• INSTRUCTIONS FOR THE TASK
Can you lay out these entries as a numbered list, omitting any blank lines?

** BEGIN PROVIDED RECORDS **

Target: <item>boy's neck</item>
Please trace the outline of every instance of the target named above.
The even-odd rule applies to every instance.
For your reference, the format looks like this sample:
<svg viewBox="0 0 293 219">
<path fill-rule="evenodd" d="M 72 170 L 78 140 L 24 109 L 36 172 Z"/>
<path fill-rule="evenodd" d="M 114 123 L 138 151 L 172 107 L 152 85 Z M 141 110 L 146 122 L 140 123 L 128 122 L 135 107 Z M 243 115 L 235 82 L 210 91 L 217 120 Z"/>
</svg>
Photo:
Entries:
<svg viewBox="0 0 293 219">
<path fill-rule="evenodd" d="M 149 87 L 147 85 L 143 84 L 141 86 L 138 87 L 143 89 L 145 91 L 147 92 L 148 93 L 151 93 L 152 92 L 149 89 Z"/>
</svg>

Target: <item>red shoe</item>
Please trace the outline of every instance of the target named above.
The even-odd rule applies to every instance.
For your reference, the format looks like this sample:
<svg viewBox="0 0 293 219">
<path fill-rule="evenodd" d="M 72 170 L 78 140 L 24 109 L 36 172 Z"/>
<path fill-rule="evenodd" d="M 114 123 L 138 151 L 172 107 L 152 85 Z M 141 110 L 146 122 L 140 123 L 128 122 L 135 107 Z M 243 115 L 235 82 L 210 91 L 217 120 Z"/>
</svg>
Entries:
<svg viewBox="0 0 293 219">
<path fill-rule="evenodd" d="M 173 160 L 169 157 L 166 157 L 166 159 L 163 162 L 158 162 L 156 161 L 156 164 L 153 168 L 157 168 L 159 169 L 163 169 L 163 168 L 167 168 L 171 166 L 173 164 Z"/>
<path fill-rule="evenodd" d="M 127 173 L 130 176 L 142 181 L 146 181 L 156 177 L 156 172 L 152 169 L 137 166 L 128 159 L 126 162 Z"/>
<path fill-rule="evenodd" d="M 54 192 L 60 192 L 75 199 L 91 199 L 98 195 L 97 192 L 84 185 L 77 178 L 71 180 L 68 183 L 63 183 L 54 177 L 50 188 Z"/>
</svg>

** END PROVIDED RECORDS **

• RESULT BELOW
1. Target: <item>boy's neck</item>
2. Please trace the outline of every instance of the target named above.
3. The even-odd rule applies to every instance.
4. For your reference, the format looks like this sample:
5. <svg viewBox="0 0 293 219">
6. <path fill-rule="evenodd" d="M 72 170 L 78 140 L 24 109 L 36 172 Z"/>
7. <path fill-rule="evenodd" d="M 114 123 L 138 151 L 172 107 L 152 85 Z M 141 110 L 146 122 L 140 123 L 128 122 L 135 107 Z M 243 115 L 235 82 L 210 91 L 217 120 Z"/>
8. </svg>
9. Photo:
10. Entries:
11. <svg viewBox="0 0 293 219">
12. <path fill-rule="evenodd" d="M 149 87 L 147 85 L 143 84 L 141 86 L 138 87 L 143 89 L 145 91 L 147 92 L 148 93 L 151 93 L 152 92 L 149 89 Z"/>
13. </svg>
14. Target: <item>red shoe</item>
15. Please trace the outline of every instance of the target named above.
16. The even-odd rule applies to every instance.
17. For your reference, the format looks like this sample:
18. <svg viewBox="0 0 293 219">
19. <path fill-rule="evenodd" d="M 72 170 L 78 140 L 24 109 L 36 172 Z"/>
20. <path fill-rule="evenodd" d="M 114 123 L 138 151 L 172 107 L 152 85 Z M 141 110 L 146 122 L 140 123 L 128 122 L 135 107 Z M 243 115 L 235 82 L 210 91 L 217 120 Z"/>
21. </svg>
22. Entries:
23. <svg viewBox="0 0 293 219">
24. <path fill-rule="evenodd" d="M 173 160 L 169 157 L 166 157 L 166 159 L 163 162 L 158 162 L 156 161 L 156 164 L 153 168 L 157 168 L 159 169 L 163 169 L 163 168 L 167 168 L 171 166 L 173 164 Z"/>
25. <path fill-rule="evenodd" d="M 127 173 L 130 176 L 142 181 L 146 181 L 156 177 L 156 172 L 152 169 L 137 166 L 128 159 L 126 162 Z"/>
26. <path fill-rule="evenodd" d="M 54 192 L 60 192 L 75 199 L 91 199 L 98 195 L 97 192 L 84 185 L 77 178 L 71 180 L 68 183 L 63 183 L 54 177 L 50 188 Z"/>
27. </svg>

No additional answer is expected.